* EXTRAIT:
Plein d’énergie : Raymond Bachmann (au centre) avec ses fils Matthias (à gauche) et Raphael.

Dans les années 1970, la Suisse a connu une grande crise économique. La situation n’était pas rose, dans notre branche également. Comment as-tu surmonté cette période?
Nous avions la chance d’être propriétaires de l’immeuble. Je ne payais pas de loyer à l’époque et nous avions un excellent réseau.

Tu as investi durant les années de crise. Bachmann a ouvert sa première filiale dans un centre commercial en 1975…
C’est aussi ce qu’a écrit Bernhard Ruetz, nous avons rarement réagi comme la plupart des autres. J’ai toujours trouvé une solution. Nous avons été les premiers à ouvrir une filiale dans un centre commercial.

Il y a eu une part de chance, mais aussi et surtout du courage et un excellent sens des affaires, n’est-ce pas?
(rires). J’ai mené des actions spéciales. Je savais quand avaient lieu les réunions de rédaction dans les médias de notre région. Si un sujet était d’actualité, j’envoyais une pâtisserie ou d’autres produits du magasin en lien avec le sujet. Une page entière m’est consacrée dans le livre du Luzerner Tagblatt …

L’un de mes petits-enfants souhaite faire un apprentissage dans notre secteur. Il est très emballé par le livre et l’a même lu deux fois. Il a été impressionné par tout ce que j’ai vécu et accompli.

* CONSIGNE 1: Modifiez les lignes de pointage et d'étiquetage en remplaçant "iron balcony railing" par "wrought-iron railing", sans rien changer d'autre. Laissez les images de côté dans votre réponse.
L'extrait et les lignes sont indépendants les uns des autres.

[Entrées de pointage et d'étiquetage]

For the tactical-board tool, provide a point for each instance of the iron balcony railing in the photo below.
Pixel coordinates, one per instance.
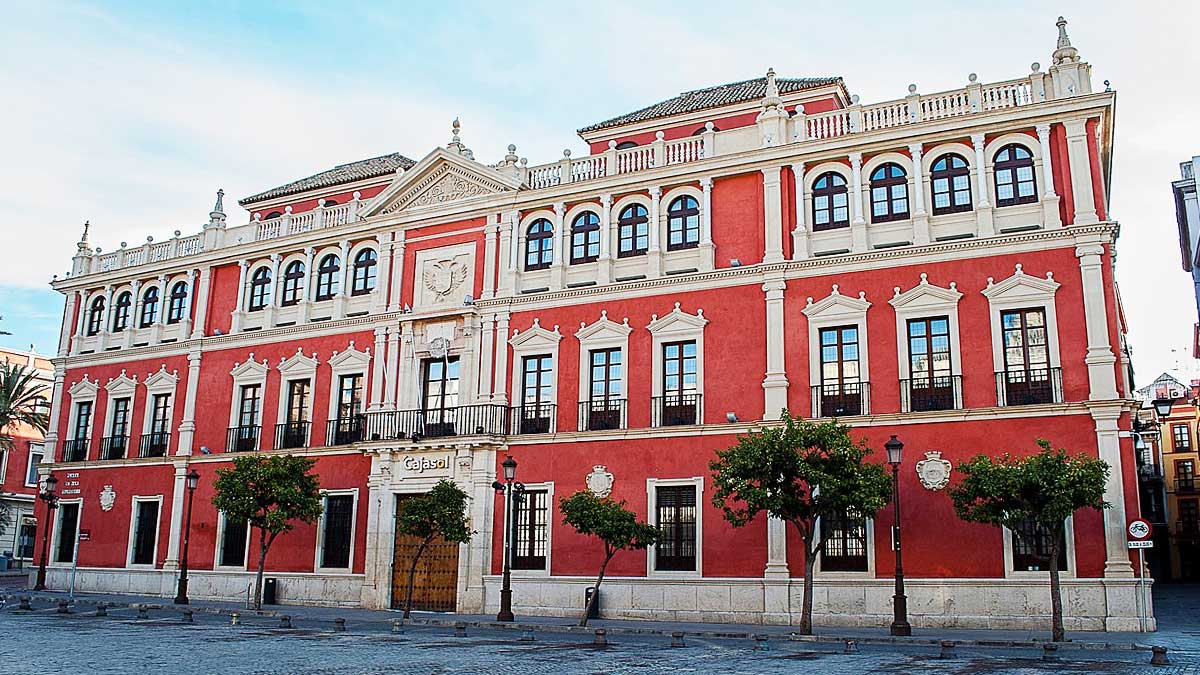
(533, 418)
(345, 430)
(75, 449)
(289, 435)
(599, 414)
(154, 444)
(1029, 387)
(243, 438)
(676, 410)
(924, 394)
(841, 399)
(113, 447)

* CONSIGNE 2: D'après l'extrait, en quelle année Bachmann a-t-il ouvert sa première filiale dans un centre commercial ?

* SOLUTION RÉDIGÉE 1:
For the tactical-board tool, provide a point for each instance of the wrought-iron railing in the photo below.
Pixel coordinates, one per instance.
(533, 418)
(345, 430)
(75, 449)
(289, 435)
(599, 414)
(154, 444)
(1029, 387)
(243, 438)
(676, 410)
(924, 394)
(841, 399)
(113, 447)

* SOLUTION RÉDIGÉE 2: En 1975.